▶ _What you should do_:
Please rewrite the listing below with "Can you find" replaced by "Where is" everywhere, keeping everything else the same and leaving the pictures out.

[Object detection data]
== == ==
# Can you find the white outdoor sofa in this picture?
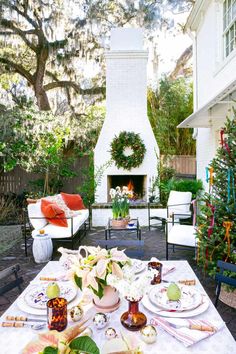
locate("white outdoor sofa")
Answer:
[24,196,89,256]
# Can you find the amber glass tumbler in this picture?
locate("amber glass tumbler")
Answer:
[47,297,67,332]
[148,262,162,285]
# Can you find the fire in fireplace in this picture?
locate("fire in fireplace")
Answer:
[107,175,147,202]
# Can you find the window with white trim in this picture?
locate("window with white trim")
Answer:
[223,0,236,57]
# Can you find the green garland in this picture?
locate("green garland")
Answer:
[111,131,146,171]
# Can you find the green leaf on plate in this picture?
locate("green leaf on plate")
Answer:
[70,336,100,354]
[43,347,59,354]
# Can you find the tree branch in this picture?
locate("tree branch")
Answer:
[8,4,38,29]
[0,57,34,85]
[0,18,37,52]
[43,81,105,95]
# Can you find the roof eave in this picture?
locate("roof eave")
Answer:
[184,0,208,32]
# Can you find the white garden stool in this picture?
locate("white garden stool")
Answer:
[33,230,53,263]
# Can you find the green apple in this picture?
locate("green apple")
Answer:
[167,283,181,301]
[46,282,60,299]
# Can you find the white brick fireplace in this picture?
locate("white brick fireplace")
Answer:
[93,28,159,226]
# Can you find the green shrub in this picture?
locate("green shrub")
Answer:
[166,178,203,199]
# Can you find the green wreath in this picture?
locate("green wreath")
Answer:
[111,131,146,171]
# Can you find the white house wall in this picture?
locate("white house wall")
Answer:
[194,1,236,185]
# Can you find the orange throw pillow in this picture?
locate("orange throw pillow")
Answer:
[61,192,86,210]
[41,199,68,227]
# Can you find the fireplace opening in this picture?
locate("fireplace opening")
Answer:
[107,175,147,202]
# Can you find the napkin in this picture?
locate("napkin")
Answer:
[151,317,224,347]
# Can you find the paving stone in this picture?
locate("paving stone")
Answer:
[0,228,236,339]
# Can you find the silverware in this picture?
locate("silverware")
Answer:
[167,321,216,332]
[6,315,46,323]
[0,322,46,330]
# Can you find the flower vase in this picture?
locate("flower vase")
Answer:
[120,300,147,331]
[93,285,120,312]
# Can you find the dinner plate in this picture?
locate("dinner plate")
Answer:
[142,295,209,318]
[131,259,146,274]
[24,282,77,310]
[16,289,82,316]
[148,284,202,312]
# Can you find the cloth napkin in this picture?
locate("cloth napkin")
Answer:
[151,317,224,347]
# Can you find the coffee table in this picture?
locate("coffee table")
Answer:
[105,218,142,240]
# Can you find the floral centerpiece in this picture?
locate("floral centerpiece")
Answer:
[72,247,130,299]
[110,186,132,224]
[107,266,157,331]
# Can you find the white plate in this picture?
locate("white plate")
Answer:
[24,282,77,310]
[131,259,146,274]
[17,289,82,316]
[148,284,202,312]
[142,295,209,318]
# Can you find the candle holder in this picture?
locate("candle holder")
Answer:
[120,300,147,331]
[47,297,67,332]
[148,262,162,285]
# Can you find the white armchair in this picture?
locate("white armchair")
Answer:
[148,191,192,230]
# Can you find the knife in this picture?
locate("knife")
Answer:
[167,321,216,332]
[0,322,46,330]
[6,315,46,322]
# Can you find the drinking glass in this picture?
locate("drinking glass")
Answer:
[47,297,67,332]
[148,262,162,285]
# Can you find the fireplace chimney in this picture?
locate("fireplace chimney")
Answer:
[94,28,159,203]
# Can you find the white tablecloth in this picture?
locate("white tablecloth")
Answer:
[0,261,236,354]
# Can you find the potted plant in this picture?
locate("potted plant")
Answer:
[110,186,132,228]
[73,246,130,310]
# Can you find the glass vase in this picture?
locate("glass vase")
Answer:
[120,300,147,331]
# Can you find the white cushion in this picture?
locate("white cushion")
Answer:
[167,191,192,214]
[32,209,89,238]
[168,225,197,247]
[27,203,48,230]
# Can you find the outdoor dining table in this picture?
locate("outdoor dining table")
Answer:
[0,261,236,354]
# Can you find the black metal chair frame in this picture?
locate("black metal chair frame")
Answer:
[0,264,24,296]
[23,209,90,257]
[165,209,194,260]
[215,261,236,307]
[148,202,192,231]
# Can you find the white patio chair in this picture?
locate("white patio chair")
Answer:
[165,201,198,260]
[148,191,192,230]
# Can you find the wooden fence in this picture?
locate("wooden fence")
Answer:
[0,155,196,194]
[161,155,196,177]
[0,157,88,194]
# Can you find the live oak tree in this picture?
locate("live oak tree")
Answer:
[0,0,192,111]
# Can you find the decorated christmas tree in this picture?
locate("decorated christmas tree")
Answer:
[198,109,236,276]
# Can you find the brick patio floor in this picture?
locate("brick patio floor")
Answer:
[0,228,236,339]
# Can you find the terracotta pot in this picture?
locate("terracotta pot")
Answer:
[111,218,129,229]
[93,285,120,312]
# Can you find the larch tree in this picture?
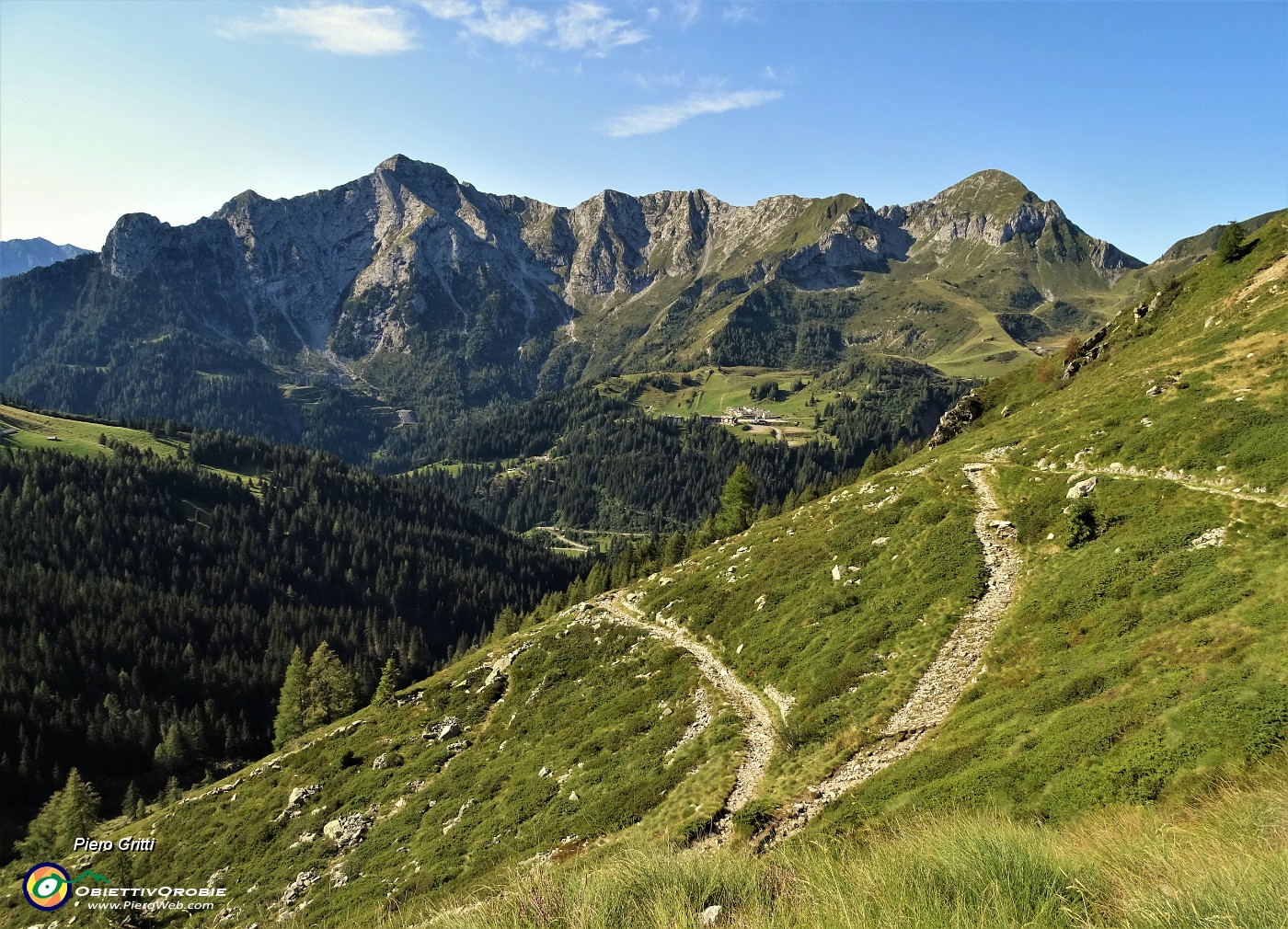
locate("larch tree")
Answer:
== == ==
▶ _Full response_:
# Where is the white outdoor sofa in this picture?
locate("white outdoor sofa")
Answer:
[24,196,89,256]
# Where is the amber glass tumbler in this picture?
locate("amber glass tumbler")
Answer:
[47,297,67,332]
[148,262,162,285]
# Where is the fire in fireplace in this picture?
locate("fire in fireplace")
Answer:
[107,175,147,202]
# Where is the window with white trim in this picture?
locate("window with white trim")
Answer:
[223,0,236,57]
# Where is the green garland in this picture?
locate("green garland")
Answer:
[111,131,146,171]
# Where is the green leaf on plate in this picture?
locate("green leaf on plate")
Answer:
[70,336,100,354]
[43,347,59,354]
# Where is the tree branch in this picture?
locate("tree branch")
Answer:
[8,4,38,29]
[0,57,34,85]
[0,18,37,52]
[43,81,105,95]
# Where is the roof eave in this picture?
locate("roof eave")
Answer:
[184,0,208,32]
# Where is the white garden stool in this picture?
locate("white garden stool")
Answer:
[33,230,53,263]
# Where is the green apple in this picture?
locate("green apple")
Answer:
[167,283,181,301]
[46,282,60,299]
# Where is the white brick fireplace in this picture?
locate("white brick fireplace")
Answer:
[93,28,159,226]
# Where is the green shrub in this picture?
locate("green shrub")
Answer:
[166,178,203,199]
# Where is the green wreath in this picture?
locate("green wreath")
Answer:
[111,131,146,171]
# Where is the white house wall in this picture?
locate("white house wall")
Answer:
[194,1,236,185]
# Where is the orange throw pillow in this picture?
locate("orange throw pillow")
Answer:
[61,192,86,210]
[41,199,68,227]
# Where is the fireplace opening in this picture?
locate("fireplace opening")
Answer:
[107,175,147,202]
# Where is the napkin in this picture?
locate("napkin")
Answer:
[151,317,224,347]
# Where is the paving stone in this picture?
locate("paving stone")
Answer:
[0,228,236,339]
# Where is the silverware in this picture?
locate("silverware")
Answer:
[167,321,216,332]
[6,315,46,323]
[0,322,46,330]
# Where is the flower vase in this picture?
locate("flower vase")
Answer:
[120,300,147,331]
[93,285,120,312]
# Where is the dinner plate in this picture?
locate("dinner plate")
Answer:
[142,295,209,318]
[131,259,146,274]
[24,282,77,310]
[16,289,82,316]
[148,284,202,312]
# Where is the cloth napkin in this picture?
locate("cloth napkin")
Answer:
[151,317,224,347]
# Where is the coffee table in this picture?
locate("coffee table")
Answer:
[105,218,142,240]
# Where is the floral centerpiece in this picture?
locate("floral centerpiece")
Answer:
[72,247,130,299]
[110,186,132,224]
[107,266,157,331]
# Where is the white plate in this picture?
locate("white plate")
Answer:
[24,282,77,310]
[131,259,146,274]
[17,289,82,316]
[148,284,202,312]
[142,295,209,318]
# Where is the candle holder in this picture?
locate("candle holder")
Answer:
[120,300,147,331]
[47,297,67,332]
[148,262,162,285]
# Where is the white armchair in this picture?
locate("white armchair")
Answer:
[148,191,192,230]
# Where is the knife in this picture?
locate("knife")
Answer:
[167,321,216,332]
[0,322,46,330]
[6,315,46,322]
# Where is the drinking glass in this picture?
locate("drinking glass")
Answer:
[47,297,67,332]
[148,262,162,285]
# Where is the fireplace chimney in this picture?
locate("fireplace chimney")
Answer:
[94,28,159,203]
# Where is the white tablecloth in this picture?
locate("white tablecloth")
Answer:
[0,261,236,354]
# Where is the potted plant in this picture?
locate("potted plant")
Answer:
[110,186,132,228]
[73,246,130,310]
# Where is the glass vase in this picture?
locate("glass vase")
Answer:
[120,300,147,331]
# Where is the white cushion in this picture?
locate("white cushion")
Answer:
[167,191,192,214]
[32,209,89,238]
[168,225,197,247]
[27,203,48,230]
# Where is the outdoor dining table in this picture?
locate("outdoor dining table")
Answer:
[0,261,236,354]
# Where is the black metal chair frame in this picture?
locate("black metal chair frame")
Answer:
[0,264,24,296]
[23,209,90,257]
[165,209,194,260]
[215,261,236,307]
[148,202,192,231]
# Where is the white patio chair in this picture?
locate("white patio chair")
Answer:
[165,201,198,260]
[148,191,192,230]
# Where is the wooden fence in this picture?
locate("wooden fence")
Answer:
[0,155,196,194]
[161,155,196,177]
[0,157,88,194]
# Where is the live oak tree in this picture?
locate("live oak tree")
Answer:
[0,0,192,111]
# Where is the decorated christmas tree in this picture?
locate("decorated christmas tree")
Answer:
[198,109,236,276]
# Where is the brick patio floor in this picture?
locate("brick patio floor")
Answer:
[0,228,236,339]
# Where is the terracotta pot in this picture?
locate("terracotta pot")
Answer:
[111,218,129,229]
[93,285,120,312]
# Where is the larch tree in this picture?
locate("larch tree")
Answer:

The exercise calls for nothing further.